* What you are asked to do: Please switch "debris" to "wreckage" in the items, starting with the line containing "Label the ash" and going on through the end of the items, and leave everything else unchanged. Return only those lines.

--- start Provided entries ---

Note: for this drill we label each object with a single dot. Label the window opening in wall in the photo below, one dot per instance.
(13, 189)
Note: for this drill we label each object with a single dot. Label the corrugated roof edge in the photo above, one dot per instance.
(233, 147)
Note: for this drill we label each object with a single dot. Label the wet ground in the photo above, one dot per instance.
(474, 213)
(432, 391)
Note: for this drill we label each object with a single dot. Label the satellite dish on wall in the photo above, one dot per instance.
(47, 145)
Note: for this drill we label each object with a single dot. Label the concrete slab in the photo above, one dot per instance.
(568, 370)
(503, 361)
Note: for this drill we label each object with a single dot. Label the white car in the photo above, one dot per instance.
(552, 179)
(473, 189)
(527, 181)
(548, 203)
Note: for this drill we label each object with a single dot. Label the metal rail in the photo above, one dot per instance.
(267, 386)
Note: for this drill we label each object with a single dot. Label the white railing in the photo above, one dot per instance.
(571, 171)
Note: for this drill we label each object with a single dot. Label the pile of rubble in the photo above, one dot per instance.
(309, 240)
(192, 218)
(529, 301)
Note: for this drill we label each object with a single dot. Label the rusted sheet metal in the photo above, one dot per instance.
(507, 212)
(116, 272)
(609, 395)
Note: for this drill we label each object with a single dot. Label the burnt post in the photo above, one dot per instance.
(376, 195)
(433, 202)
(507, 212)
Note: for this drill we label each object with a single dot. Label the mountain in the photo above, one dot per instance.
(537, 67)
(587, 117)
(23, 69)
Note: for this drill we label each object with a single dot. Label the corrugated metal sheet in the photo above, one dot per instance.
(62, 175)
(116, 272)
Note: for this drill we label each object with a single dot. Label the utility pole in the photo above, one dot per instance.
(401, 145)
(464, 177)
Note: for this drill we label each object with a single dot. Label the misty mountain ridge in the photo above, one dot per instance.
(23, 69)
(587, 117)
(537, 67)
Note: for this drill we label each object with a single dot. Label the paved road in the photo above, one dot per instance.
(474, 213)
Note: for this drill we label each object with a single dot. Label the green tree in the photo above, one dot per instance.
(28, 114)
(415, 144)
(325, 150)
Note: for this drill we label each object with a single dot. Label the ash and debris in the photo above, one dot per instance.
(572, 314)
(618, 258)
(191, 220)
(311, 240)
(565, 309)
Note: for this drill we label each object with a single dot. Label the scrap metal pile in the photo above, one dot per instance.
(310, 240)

--- end Provided entries ---

* Problem solution:
Note: for this drill we label each object with a single dot. Label the ash and wreckage in the photo above, one dot per instance.
(572, 314)
(618, 258)
(191, 220)
(311, 240)
(565, 309)
Note: for this drill we label each object with a single dot. Label the scrap metal pile in the photo above, one dot per instance.
(310, 240)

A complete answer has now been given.